## Task instructions
Give every entry again, exactly as it stands.

___

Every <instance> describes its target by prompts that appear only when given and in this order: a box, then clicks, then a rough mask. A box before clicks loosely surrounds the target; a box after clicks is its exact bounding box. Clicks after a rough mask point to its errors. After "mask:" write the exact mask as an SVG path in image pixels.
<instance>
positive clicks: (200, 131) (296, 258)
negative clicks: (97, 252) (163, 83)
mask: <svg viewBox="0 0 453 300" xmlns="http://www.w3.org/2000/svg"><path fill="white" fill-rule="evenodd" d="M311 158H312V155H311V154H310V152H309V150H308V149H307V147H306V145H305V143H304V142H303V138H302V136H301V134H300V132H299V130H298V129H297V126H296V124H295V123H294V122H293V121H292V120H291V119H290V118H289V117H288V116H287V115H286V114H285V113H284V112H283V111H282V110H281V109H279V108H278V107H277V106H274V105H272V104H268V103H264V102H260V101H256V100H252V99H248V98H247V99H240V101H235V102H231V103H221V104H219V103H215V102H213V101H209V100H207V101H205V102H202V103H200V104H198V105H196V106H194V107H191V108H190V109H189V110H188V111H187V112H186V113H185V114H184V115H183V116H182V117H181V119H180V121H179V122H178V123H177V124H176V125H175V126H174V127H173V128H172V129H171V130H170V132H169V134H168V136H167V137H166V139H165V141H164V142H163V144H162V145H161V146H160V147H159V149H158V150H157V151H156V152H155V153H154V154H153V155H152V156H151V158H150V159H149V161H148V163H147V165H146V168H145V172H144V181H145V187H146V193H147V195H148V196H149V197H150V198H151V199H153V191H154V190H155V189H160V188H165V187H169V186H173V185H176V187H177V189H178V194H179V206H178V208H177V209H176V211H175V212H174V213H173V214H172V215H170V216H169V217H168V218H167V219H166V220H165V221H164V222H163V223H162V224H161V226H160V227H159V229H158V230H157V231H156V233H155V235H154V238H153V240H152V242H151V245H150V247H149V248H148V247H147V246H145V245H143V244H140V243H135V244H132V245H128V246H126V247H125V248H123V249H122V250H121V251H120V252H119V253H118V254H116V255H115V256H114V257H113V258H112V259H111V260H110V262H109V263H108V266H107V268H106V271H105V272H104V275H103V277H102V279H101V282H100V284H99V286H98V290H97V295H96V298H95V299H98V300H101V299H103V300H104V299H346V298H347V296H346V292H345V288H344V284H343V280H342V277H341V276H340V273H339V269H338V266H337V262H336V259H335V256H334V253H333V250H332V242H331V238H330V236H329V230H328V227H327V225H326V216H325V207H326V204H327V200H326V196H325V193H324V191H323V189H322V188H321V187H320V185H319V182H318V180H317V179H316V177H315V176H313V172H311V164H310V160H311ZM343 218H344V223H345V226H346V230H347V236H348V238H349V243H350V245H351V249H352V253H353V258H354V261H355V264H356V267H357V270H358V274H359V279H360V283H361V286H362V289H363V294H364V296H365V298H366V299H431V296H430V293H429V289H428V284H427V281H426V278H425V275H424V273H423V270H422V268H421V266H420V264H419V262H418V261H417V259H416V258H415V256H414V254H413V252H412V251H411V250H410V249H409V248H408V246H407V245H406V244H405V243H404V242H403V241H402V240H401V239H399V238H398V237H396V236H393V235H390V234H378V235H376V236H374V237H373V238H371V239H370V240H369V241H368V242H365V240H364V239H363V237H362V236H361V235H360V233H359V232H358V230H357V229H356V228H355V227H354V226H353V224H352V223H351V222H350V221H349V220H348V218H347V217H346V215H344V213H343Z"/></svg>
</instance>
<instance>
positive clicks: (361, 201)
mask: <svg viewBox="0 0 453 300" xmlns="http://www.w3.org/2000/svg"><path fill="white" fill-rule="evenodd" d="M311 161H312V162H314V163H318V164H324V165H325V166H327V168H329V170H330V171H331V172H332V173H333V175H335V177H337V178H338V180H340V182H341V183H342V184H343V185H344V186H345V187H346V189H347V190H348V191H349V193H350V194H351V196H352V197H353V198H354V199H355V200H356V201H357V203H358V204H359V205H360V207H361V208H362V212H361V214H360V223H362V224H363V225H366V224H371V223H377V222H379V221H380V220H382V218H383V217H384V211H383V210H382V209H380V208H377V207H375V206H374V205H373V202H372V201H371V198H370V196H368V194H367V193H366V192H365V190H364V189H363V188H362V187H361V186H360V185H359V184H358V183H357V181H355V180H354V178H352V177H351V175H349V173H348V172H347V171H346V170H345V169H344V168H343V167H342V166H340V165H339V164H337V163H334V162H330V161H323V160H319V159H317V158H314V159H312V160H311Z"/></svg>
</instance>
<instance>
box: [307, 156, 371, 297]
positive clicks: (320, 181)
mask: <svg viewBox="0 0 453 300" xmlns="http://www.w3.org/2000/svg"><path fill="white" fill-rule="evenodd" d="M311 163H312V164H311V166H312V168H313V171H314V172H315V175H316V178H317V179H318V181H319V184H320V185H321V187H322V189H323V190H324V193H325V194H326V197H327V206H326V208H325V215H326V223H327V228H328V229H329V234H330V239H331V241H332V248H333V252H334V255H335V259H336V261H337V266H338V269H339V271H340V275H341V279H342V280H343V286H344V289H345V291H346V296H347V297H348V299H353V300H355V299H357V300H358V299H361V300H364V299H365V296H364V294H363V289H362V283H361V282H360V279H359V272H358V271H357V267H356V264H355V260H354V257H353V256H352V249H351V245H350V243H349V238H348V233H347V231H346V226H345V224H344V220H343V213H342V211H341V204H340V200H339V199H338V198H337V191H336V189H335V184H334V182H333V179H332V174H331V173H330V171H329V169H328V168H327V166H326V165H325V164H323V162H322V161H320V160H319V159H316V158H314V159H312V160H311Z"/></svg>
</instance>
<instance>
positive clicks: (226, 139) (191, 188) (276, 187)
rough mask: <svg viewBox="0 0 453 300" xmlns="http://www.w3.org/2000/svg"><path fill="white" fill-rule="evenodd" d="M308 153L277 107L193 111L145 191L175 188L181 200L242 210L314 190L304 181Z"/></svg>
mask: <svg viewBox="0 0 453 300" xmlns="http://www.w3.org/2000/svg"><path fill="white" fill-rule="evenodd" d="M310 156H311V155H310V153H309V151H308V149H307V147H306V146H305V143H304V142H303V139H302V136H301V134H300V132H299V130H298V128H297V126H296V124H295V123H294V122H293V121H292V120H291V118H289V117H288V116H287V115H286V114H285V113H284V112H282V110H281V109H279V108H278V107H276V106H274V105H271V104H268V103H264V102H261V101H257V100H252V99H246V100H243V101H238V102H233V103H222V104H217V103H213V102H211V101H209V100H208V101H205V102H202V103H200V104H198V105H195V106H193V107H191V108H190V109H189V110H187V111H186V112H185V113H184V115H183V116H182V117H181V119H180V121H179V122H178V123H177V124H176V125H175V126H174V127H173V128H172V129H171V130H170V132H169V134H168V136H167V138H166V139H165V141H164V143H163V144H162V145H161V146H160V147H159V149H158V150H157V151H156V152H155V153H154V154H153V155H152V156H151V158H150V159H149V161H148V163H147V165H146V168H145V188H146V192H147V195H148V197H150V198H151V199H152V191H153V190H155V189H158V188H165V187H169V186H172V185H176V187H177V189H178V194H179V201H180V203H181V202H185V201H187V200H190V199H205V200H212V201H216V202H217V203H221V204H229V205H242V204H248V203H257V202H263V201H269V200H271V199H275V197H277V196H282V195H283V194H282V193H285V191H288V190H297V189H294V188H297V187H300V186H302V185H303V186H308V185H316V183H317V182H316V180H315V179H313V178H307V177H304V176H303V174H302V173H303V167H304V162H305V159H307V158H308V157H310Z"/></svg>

___

## Answer area
Every <instance> describes its target by prompts that appear only when given and in this order: a box, then clicks, then a rough mask. A box before clicks loosely surrounds the target; a box after clicks is its exact bounding box. Clicks after a rough mask point to its errors. After "mask:" write the exact mask as an SVG path in image pixels.
<instance>
positive clicks: (200, 131) (296, 258)
negative clicks: (97, 252) (163, 83)
mask: <svg viewBox="0 0 453 300" xmlns="http://www.w3.org/2000/svg"><path fill="white" fill-rule="evenodd" d="M311 158H312V155H311V154H310V152H309V150H308V149H307V147H306V145H305V143H304V142H303V138H302V136H301V134H300V132H299V130H298V129H297V126H296V124H295V123H294V122H293V121H292V120H291V119H290V118H289V117H288V116H287V115H286V114H285V113H284V112H283V111H282V110H281V109H279V108H278V107H277V106H274V105H272V104H268V103H264V102H260V101H256V100H252V99H248V98H247V99H240V101H235V102H231V103H221V104H219V103H215V102H213V101H209V100H207V101H205V102H202V103H200V104H198V105H196V106H194V107H191V108H190V109H189V110H188V111H187V112H186V113H185V114H184V115H183V116H182V117H181V119H180V121H179V122H178V123H177V124H176V125H175V126H174V127H173V128H172V129H171V130H170V132H169V134H168V136H167V137H166V139H165V141H164V142H163V144H162V145H161V146H160V147H159V149H158V150H157V151H156V152H155V153H154V154H153V155H152V156H151V158H150V159H149V161H148V163H147V165H146V168H145V172H144V181H145V187H146V193H147V195H148V196H149V197H150V198H151V199H153V191H154V190H155V189H160V188H165V187H169V186H173V185H176V187H177V189H178V194H179V206H178V208H177V209H176V211H175V212H174V213H173V214H172V215H170V216H169V217H168V218H167V219H166V220H165V221H164V222H163V223H162V224H161V226H160V227H159V229H158V230H157V231H156V233H155V235H154V238H153V240H152V242H151V245H150V247H149V248H148V247H147V246H145V245H143V244H140V243H135V244H132V245H128V246H126V247H125V248H123V249H122V250H121V251H120V252H119V253H118V254H116V255H115V256H114V257H113V258H112V259H111V260H110V262H109V263H108V266H107V268H106V271H105V272H104V275H103V277H102V279H101V282H100V284H99V286H98V290H97V295H96V298H95V299H98V300H101V299H103V300H104V299H346V298H347V296H346V292H345V288H344V284H343V280H342V277H341V276H340V273H339V269H338V266H337V262H336V259H335V256H334V253H333V250H332V242H331V238H330V236H329V230H328V227H327V225H326V216H325V207H326V204H327V200H326V196H325V193H324V191H323V189H322V188H321V187H320V185H319V182H318V180H317V179H316V177H315V176H313V172H311V164H310V160H311ZM343 218H344V223H345V226H346V230H347V236H348V238H349V243H350V245H351V249H352V253H353V258H354V261H355V264H356V267H357V270H358V274H359V279H360V283H361V286H362V289H363V294H364V296H365V298H366V299H431V296H430V293H429V289H428V284H427V281H426V278H425V275H424V273H423V270H422V268H421V266H420V264H419V262H418V261H417V259H416V258H415V256H414V254H413V252H412V251H411V250H410V249H409V248H408V246H407V245H406V244H405V243H404V242H403V241H402V240H401V239H399V238H398V237H396V236H393V235H390V234H378V235H376V236H374V237H373V238H371V239H370V240H369V241H368V242H365V240H364V239H363V237H362V236H361V235H360V233H359V232H358V230H357V229H356V228H355V227H354V226H353V224H352V223H351V222H350V221H349V220H348V218H347V217H346V215H344V213H343Z"/></svg>
</instance>
<instance>
positive clicks: (361, 201)
mask: <svg viewBox="0 0 453 300" xmlns="http://www.w3.org/2000/svg"><path fill="white" fill-rule="evenodd" d="M311 161H312V162H314V163H318V164H324V165H325V166H327V168H329V170H330V171H331V172H332V173H333V175H335V177H337V178H338V180H340V182H341V183H342V184H343V185H344V186H345V187H346V189H347V190H348V191H349V193H350V194H351V196H352V197H353V198H354V199H355V200H356V201H357V203H358V204H359V205H360V207H361V208H362V212H361V214H360V223H362V224H363V225H366V224H371V223H377V222H379V221H380V220H382V218H383V217H384V211H383V210H382V209H380V208H377V207H375V206H374V205H373V202H372V201H371V198H370V196H368V194H367V193H366V192H365V190H364V189H363V188H362V187H361V186H360V185H359V184H358V183H357V181H355V180H354V178H352V177H351V175H349V173H348V172H347V171H346V170H345V169H344V168H343V167H342V166H340V165H339V164H337V163H334V162H330V161H323V160H319V159H317V158H314V159H312V160H311Z"/></svg>
</instance>
<instance>
box: [307, 156, 371, 297]
positive clicks: (320, 181)
mask: <svg viewBox="0 0 453 300" xmlns="http://www.w3.org/2000/svg"><path fill="white" fill-rule="evenodd" d="M311 163H312V164H311V166H312V168H313V171H314V172H315V175H316V178H317V179H318V181H319V184H320V185H321V187H322V189H323V190H324V193H325V194H326V197H327V206H326V208H325V215H326V223H327V228H328V229H329V234H330V239H331V241H332V248H333V252H334V255H335V259H336V261H337V266H338V269H339V271H340V275H341V279H342V280H343V286H344V289H345V291H346V296H347V297H348V299H353V300H355V299H357V300H358V299H361V300H364V299H365V296H364V294H363V289H362V283H361V282H360V279H359V272H358V271H357V267H356V264H355V260H354V257H353V256H352V249H351V245H350V243H349V238H348V233H347V231H346V226H345V224H344V220H343V213H342V211H341V204H340V200H339V199H338V198H337V191H336V189H335V184H334V182H333V179H332V174H331V173H330V171H329V169H328V168H327V166H326V165H325V164H323V162H322V161H320V160H319V159H316V158H314V159H312V160H311Z"/></svg>
</instance>
<instance>
positive clicks: (226, 139) (191, 188) (276, 187)
rough mask: <svg viewBox="0 0 453 300" xmlns="http://www.w3.org/2000/svg"><path fill="white" fill-rule="evenodd" d="M308 153L277 107L193 111L145 191L175 188L181 200L242 210L314 190L304 181Z"/></svg>
mask: <svg viewBox="0 0 453 300" xmlns="http://www.w3.org/2000/svg"><path fill="white" fill-rule="evenodd" d="M310 156H311V155H310V153H309V151H308V149H307V147H306V146H305V143H304V142H303V139H302V136H301V134H300V132H299V130H298V128H297V126H296V124H295V123H294V122H293V121H292V120H291V118H289V117H288V116H287V115H286V114H285V113H284V112H282V110H281V109H279V108H278V107H276V106H274V105H271V104H268V103H264V102H261V101H257V100H252V99H246V100H243V101H238V102H233V103H222V104H217V103H213V102H211V101H209V100H208V101H205V102H202V103H200V104H198V105H195V106H193V107H191V108H190V109H189V110H187V111H186V112H185V113H184V115H183V116H182V117H181V119H180V121H179V122H178V123H177V124H176V125H175V126H174V127H173V128H172V129H171V130H170V132H169V134H168V136H167V138H166V139H165V141H164V143H163V144H162V145H161V146H160V147H159V149H158V150H157V151H156V152H155V153H154V154H153V155H152V156H151V158H150V159H149V161H148V163H147V165H146V168H145V188H146V192H147V195H148V197H150V198H151V199H152V191H153V190H155V189H158V188H165V187H169V186H172V185H176V187H177V189H178V194H179V201H180V203H181V202H185V201H187V200H190V199H205V200H212V201H216V202H217V203H221V204H229V205H242V204H248V203H257V202H263V201H269V200H271V199H275V197H277V196H282V195H283V194H282V193H285V191H288V190H297V189H294V188H297V187H300V186H302V185H303V186H308V185H316V183H317V182H316V180H315V179H313V178H307V177H304V176H303V174H302V173H303V167H304V162H305V159H307V158H308V157H310Z"/></svg>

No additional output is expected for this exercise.